Fragmento de página:
━━━━━━━━━━━━━━━━

Los artículos en cuestión fueron publicados,
respectivamente, en EL PAÍS en 1984 y en EL DIARIO DE LAS PALMAS en 1983 y
abordan un tema que siempre me ha interesado, el de los límites y las
relaciones entre los géneros y la consideración del carácter artístico y
cultural de la música popular.
Jacques Lousier. Play Bach
Desde Caruso a
Plácido Domingo o José Carreras, pasando por Alfredo Kraus, son muchos los
cantantes de ópera que han hecho incursiones en la música popular. Los
resultados son variados y de distinta consideración. Las intenciones parecen
responder a un mismo objetivo: interpretar canciones de éxito y llegar así a
públicos ajenos a la ópera, bien para ampliar el ámbito popular a que tienen
acceso, bien para aumentar mercados o ganar popularidad. Es el caso de Mi último perfil, último longplay del
cantante catalán.
Estos objetivos
serían loables si no fuera porque en pocas ocasiones se consigue cumplirlos
satisfactoriamente. Antes al contrarío, los resultados no suelen contentar ni a
unos ni a otros. Aunque hagan ganar dinero.
En la mayoría de
los casos, el intento suele quedarse en un híbrido de escaso interés musical y
cultural. El fallo fundamental reside en la falta de comprensión de un hecho
que, sin embargo, parece evidente y que se repite también a la inversa, en los
cantantes y sobre todo en los músicos populares que han intentado acercarse a
la música clásica (o culta, difícil clasificación). La música culta y la
popular son dos géneros artísticos diferentes que, aun partiendo de un tronco
común, se diversifican por caminos distintos, tienen desparejos ritmos de
evolución y características radicalmente distintas, tanto de intención como de
composición e interpretación.

━━━━━━━━━━━━━━━━

Datos del conjunto:
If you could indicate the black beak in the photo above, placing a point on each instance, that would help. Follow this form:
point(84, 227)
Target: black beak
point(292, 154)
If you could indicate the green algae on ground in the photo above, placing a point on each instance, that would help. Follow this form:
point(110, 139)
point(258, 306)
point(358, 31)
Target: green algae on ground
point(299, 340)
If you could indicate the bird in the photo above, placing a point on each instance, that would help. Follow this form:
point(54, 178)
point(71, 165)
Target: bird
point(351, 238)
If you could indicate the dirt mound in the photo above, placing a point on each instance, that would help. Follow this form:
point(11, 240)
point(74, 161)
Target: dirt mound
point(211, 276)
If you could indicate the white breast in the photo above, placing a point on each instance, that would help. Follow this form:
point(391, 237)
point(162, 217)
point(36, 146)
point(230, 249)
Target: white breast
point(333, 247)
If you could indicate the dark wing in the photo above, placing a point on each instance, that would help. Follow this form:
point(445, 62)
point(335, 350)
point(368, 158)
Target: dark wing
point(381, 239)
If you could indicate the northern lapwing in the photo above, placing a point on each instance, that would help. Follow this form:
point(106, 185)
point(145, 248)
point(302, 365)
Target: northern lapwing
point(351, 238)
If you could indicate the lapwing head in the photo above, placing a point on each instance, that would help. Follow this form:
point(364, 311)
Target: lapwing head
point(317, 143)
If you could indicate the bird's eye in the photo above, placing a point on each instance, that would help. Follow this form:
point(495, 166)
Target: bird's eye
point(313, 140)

━━━━━━━━━━━━━━━━

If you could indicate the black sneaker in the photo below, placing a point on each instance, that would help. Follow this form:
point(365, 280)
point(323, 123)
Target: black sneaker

━━━━━━━━━━━━━━━━

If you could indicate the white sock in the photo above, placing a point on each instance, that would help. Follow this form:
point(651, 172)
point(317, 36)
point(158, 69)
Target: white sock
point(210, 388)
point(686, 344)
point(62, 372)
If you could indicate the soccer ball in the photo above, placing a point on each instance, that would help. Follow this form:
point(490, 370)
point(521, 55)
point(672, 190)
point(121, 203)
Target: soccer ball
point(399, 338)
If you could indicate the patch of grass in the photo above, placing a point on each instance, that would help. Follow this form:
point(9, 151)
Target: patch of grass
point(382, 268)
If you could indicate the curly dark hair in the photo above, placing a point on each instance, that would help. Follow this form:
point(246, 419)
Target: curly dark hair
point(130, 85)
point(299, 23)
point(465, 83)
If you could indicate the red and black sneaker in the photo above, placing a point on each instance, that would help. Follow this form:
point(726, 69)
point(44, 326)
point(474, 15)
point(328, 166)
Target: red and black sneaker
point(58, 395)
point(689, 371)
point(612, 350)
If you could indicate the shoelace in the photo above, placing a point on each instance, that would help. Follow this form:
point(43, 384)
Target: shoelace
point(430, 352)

━━━━━━━━━━━━━━━━

Ejercicios:
1 - Responde estas preguntas sobre el fragmento acerca de la ópera y la música popular:
(a) ¿En qué periódicos y en qué años se publicaron los artículos?
(b) ¿Qué cantantes de ópera se nombran además de Caruso?
(c) ¿En qué reside el fallo fundamental, según el texto?
2 - Copia tal cual el fragmento sobre la ópera y la música popular desde "Estos objetivos" hasta "composición e interpretación.".

Soluciones:
1 -
(a) En EL PAÍS en 1984 y en EL DIARIO DE LAS PALMAS en 1983.
(b) Plácido Domingo, José Carreras y Alfredo Kraus.
(c) En la falta de comprensión de que la música culta y la popular son dos géneros artísticos diferentes.

2 -
Estos objetivos
serían loables si no fuera porque en pocas ocasiones se consigue cumplirlos
satisfactoriamente. Antes al contrarío, los resultados no suelen contentar ni a
unos ni a otros. Aunque hagan ganar dinero.
En la mayoría de
los casos, el intento suele quedarse en un híbrido de escaso interés musical y
cultural. El fallo fundamental reside en la falta de comprensión de un hecho
que, sin embargo, parece evidente y que se repite también a la inversa, en los
cantantes y sobre todo en los músicos populares que han intentado acercarse a
la música clásica (o culta, difícil clasificación). La música culta y la
popular son dos géneros artísticos diferentes que, aun partiendo de un tronco
común, se diversifican por caminos distintos, tienen desparejos ritmos de
evolución y características radicalmente distintas, tanto de intención como de
composición e interpretación.